• _INPUT DATA_:

◇ ◇ ◇ ◇ ◇

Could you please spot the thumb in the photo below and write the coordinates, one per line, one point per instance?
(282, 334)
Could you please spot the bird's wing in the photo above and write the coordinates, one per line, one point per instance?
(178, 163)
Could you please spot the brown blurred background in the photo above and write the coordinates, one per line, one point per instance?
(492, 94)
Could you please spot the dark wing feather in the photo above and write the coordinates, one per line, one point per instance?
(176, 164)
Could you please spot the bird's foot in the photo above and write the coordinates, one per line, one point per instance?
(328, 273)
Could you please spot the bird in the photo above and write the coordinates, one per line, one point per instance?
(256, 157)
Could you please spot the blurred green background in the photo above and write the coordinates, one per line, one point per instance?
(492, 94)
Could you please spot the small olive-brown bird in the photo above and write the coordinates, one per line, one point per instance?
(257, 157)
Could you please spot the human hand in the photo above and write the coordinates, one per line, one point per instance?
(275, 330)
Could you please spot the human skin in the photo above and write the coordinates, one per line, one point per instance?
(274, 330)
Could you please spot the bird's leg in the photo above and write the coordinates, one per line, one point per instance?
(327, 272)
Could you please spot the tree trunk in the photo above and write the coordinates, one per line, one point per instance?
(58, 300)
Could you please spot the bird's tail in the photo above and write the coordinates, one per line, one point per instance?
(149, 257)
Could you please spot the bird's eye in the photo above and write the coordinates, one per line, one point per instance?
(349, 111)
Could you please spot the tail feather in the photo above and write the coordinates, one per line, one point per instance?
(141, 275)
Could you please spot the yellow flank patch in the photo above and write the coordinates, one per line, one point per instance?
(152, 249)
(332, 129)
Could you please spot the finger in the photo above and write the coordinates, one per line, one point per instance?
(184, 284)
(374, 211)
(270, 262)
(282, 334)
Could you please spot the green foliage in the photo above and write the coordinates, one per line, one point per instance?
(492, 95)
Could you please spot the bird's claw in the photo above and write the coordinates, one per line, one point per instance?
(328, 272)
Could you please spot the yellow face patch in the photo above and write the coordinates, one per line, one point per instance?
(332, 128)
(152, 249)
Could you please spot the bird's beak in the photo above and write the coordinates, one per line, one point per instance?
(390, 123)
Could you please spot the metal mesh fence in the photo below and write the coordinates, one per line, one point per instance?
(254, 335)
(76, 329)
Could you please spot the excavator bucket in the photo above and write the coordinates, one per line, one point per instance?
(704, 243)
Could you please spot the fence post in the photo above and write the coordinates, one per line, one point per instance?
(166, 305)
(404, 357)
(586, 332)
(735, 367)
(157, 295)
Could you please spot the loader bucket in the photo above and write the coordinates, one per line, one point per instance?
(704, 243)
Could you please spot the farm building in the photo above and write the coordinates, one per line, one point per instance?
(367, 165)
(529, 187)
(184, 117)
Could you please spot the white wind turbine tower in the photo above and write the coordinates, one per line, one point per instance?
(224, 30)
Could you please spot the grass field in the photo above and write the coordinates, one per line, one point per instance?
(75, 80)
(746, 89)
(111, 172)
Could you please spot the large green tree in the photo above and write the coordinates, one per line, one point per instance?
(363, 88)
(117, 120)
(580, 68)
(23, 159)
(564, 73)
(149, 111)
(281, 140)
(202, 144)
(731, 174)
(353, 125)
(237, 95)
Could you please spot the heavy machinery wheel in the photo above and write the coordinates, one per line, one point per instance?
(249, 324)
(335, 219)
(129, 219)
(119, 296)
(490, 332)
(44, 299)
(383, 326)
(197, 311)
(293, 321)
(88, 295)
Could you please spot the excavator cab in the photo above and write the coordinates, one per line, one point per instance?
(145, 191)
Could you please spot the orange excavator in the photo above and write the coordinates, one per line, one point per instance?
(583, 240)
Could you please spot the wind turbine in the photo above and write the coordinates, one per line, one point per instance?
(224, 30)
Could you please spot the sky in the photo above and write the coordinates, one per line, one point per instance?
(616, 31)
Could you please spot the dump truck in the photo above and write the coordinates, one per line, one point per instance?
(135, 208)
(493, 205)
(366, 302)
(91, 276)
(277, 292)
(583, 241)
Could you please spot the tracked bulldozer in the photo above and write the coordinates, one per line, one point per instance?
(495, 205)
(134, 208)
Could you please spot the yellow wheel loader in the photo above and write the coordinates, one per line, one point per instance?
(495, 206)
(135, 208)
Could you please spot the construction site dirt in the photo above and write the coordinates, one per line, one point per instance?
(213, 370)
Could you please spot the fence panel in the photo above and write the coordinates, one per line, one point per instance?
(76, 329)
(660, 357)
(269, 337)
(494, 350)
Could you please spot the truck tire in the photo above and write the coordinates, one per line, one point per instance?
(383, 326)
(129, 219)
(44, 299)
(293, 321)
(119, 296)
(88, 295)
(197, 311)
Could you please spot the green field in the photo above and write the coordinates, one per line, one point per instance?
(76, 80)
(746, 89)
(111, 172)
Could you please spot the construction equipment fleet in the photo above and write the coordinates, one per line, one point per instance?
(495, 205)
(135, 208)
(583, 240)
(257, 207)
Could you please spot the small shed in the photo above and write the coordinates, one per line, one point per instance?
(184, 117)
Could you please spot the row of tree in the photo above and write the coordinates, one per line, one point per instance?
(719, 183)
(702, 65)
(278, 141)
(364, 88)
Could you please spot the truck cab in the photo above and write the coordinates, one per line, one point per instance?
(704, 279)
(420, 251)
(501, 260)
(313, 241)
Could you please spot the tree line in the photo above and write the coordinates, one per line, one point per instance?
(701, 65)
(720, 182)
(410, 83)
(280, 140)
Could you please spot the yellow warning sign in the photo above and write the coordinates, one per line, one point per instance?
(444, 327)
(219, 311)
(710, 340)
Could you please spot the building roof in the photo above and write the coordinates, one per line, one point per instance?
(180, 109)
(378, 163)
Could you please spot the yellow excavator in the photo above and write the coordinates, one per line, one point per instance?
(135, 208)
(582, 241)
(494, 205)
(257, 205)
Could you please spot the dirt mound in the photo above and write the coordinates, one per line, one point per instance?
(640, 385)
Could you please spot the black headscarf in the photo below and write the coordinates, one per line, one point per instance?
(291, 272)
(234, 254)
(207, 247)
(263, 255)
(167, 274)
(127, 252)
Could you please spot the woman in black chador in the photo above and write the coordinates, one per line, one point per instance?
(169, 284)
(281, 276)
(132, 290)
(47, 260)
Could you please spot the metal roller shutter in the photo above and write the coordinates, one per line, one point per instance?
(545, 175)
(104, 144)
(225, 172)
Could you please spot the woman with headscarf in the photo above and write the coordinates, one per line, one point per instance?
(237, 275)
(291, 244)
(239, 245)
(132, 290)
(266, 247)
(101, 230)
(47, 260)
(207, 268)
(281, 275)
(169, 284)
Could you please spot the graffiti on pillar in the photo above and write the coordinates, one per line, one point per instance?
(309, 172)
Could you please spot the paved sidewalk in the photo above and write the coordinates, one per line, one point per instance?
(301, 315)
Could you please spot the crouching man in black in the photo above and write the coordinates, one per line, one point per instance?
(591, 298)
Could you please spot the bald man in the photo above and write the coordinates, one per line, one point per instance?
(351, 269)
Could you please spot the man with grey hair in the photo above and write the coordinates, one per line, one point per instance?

◇ ◇ ◇ ◇ ◇

• _WHAT THE TASK REQUIRES_: Rescale the listing from the line that has "Could you please spot the woman in" through its final line: write out every line again, multiplying each coordinate by 0.7 and rounding to a whole number, with halves rounded up. Keep all other wording unchanged.

• _WRITTEN ANSWER_:
Could you please spot the woman in black chador in the photo above and write the coordinates, one per line, one point per instance?
(118, 199)
(197, 193)
(92, 203)
(33, 182)
Could you please spot the metal roller shutter in the photo above and write the coordinates, one per line, one point per instance?
(382, 123)
(73, 101)
(158, 120)
Could you please spot the woman with headscarf in the photo above and write the coordinates, one per line, one point per instance?
(166, 193)
(204, 171)
(167, 172)
(92, 203)
(186, 173)
(71, 161)
(33, 182)
(145, 188)
(197, 193)
(118, 199)
Could you please spot the graffiti on pillar in the photo above and write the coordinates, one per line, one point per instance?
(216, 120)
Could you please spot the paved sidewalk in the photo above and write the coordinates, one per line, one point per instance?
(211, 221)
Could you please spot the crouching man in black in the photo above and write the coordinates, one per line, one point per instance?
(414, 209)
Could you please spot the bald man in the photo above and write the coordinates, one per line, one point per instance?
(246, 188)
Could you please spot the man with grey hair in the photo above and write the coordinates, one per line, one point per instance?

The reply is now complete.